▸ What is required: Continue the reflection on the bottled water video from the point where it stops.
[Text under study — start]
The first video; the story of bottled water by Annie Leonard, discusses how what the author calls the manufactured demand pushes people to go for what they need and destroys what they require most. Annie in this video gives a story about the world being obsessed with stuff, a system in crisis. She asserts that humans are busy thrashing the planet and each other, and no one is happy about it. Efforts to understand the system are advantageous as they open up ways of resolving these problems. This video forces one to realize and think about what he or she is drinking, the cleanliness and freshness of bottle waters. Well what Annie puts across in this video is that individuals are not fully assured they are taking clean water; they do not have access to clean water. In my reflection, people got to know and think about the water they are about to intake, although it may look clean, it does not necessarily mean it is clean.
As Annie says most individuals have a conviction that bottle water is better than tap water; however that is not the case. The bottle water companies have manufacture demand for their products in a deceptive manner because no one would demand a less tasty, less sustainable and much more expensive product. Bottle water is less regulated than the tap water, thus these companies have to scare people from tap water, seduce them through advertising fantasies and misleading them. All the same, taste alone does not matter, the process through which the bottles are made are not environmentally friendly. There is a bigger problem with the disposal of these bottles after use, although companies say that these bottles are recyclable, majority of them are buried or incinerated with the remaining amount recycled. To a greater extent, these bottled water companies pollute the public water so that the people can buy their products. What people need to do is to bring these companies and their actions of manufacturing to an end, instead people should engage in campaigns to find real solutions. Legislations could be enacted to lock bottled waters from our cities, institutions and homes as part of ending the devastating effects of plastic.
[Text under study — finish]
[Listed entries — start]
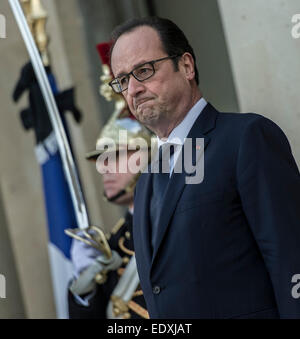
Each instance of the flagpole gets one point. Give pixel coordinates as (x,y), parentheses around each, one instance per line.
(63,144)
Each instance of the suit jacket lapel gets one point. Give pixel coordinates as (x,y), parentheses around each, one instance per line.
(205,123)
(142,224)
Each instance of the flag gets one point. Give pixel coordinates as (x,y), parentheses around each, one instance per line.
(58,202)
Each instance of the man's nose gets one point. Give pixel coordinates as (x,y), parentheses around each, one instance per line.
(135,87)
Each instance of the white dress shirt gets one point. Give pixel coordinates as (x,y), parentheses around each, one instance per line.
(180,133)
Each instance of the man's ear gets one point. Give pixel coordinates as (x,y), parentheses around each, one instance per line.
(188,64)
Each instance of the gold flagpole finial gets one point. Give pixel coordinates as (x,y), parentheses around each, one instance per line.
(26,5)
(37,19)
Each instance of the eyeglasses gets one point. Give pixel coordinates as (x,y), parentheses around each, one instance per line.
(140,73)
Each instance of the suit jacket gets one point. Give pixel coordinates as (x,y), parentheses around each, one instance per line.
(229,246)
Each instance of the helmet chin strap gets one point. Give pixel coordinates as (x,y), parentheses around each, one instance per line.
(127,189)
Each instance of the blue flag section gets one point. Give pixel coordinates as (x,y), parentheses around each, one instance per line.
(60,215)
(58,202)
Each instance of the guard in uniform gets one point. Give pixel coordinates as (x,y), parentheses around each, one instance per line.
(101,289)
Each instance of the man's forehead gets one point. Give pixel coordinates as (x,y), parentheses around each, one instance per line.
(135,47)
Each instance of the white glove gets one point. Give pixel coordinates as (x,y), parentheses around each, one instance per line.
(82,256)
(85,283)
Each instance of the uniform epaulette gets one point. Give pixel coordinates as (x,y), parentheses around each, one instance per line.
(117,226)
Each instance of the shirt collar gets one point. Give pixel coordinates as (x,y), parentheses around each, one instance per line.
(181,131)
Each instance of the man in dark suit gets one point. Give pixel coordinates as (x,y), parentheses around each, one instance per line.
(229,245)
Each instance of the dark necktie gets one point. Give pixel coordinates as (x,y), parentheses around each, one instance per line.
(159,186)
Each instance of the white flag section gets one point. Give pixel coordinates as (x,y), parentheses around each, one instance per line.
(62,273)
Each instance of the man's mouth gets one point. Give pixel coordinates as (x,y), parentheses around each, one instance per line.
(141,101)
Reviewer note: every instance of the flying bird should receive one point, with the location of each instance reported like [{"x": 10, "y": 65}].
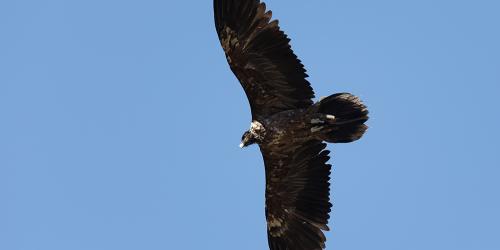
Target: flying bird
[{"x": 290, "y": 129}]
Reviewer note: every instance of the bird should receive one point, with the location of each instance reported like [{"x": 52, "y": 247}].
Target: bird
[{"x": 291, "y": 130}]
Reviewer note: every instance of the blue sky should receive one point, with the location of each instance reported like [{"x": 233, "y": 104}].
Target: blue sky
[{"x": 120, "y": 123}]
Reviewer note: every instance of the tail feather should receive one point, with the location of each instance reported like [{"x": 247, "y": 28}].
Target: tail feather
[{"x": 349, "y": 113}]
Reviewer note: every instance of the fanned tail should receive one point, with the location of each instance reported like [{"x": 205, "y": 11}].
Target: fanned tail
[{"x": 345, "y": 117}]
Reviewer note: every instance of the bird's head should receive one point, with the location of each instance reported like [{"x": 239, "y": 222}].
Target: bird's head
[{"x": 247, "y": 139}]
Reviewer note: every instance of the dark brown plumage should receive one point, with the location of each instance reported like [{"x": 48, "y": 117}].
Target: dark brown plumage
[{"x": 287, "y": 125}]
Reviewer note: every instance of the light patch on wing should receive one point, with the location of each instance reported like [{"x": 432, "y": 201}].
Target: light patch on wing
[
  {"x": 229, "y": 40},
  {"x": 330, "y": 117},
  {"x": 316, "y": 129},
  {"x": 276, "y": 226}
]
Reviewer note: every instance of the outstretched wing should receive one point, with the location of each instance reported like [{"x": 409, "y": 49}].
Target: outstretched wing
[
  {"x": 260, "y": 56},
  {"x": 297, "y": 195}
]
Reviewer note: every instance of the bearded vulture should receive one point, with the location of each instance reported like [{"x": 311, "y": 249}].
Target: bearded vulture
[{"x": 290, "y": 129}]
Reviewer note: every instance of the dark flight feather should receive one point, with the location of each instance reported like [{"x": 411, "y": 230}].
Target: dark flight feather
[
  {"x": 260, "y": 56},
  {"x": 297, "y": 195}
]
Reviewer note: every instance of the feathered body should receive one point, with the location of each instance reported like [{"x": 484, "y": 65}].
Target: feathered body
[{"x": 288, "y": 127}]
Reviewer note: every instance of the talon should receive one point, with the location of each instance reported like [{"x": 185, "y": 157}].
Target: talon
[{"x": 316, "y": 121}]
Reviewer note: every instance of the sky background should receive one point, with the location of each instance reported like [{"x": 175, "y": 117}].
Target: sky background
[{"x": 120, "y": 123}]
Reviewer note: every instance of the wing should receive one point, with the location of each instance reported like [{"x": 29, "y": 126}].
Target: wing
[
  {"x": 260, "y": 56},
  {"x": 297, "y": 195}
]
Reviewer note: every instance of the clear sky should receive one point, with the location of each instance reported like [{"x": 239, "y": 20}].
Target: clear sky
[{"x": 120, "y": 123}]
[Listed entries — finish]
▸ Written answer:
In the second video on the great pacific garbage patch, Charles Moore brings forth the insidious devastation of the plastic pollutants. Moore presents a real eye opener in the great pacific garbage patch which is a colossal region of plastic pollutant fragment gathered by the natural swirling currents of the pacific. As presented by Moore, few individual have in their actions buried the plastic pollutants which we commonly see being washed from lands through streams, rivers to oceans in pits which is far from the water masses. Moore puts forth the results of his phenomenal study concerning the plastic garbage patches in the pacific and other ocean to open the eyes of the people to this up surging crisis. As he asserts patches of garbage in the seas and oceans have become a wake-up call to each individual who could see or hear the devastating effects of these pollutants on the marine ecology. The presence of plastic pollutants in the oceans has brought harm to marine life. Fish have consumed plastic, which ends up indigested, and in the extremes lead to deaths.
In some cases, dumped plastics have assumed to be corals, within the marine ecology, but since they are not natural; they are monomer combined to form plastic polymers, they decompose, leaking these toxic compound to the ecological system. In the bid to resolve this issue, people should be activated to learn and act prescriptively. Legislative solutions should be pursued and instituted all over the world, with campaign initiated to share information globally on the devastating effects of these plastic garbage patches.
Work cited
Annie Leonard. “The Story of Bottled Water.” Online video clip, Youtube. Youtube, 17 Mar. 2010. Web. 9 Sep. 2013.
Charles Moore. “TEDx Great Pacific Garbage Patch.” Online video clip, Youtube. Youtube, 17 Dec. 2010. Web. 9 Sep. 2013.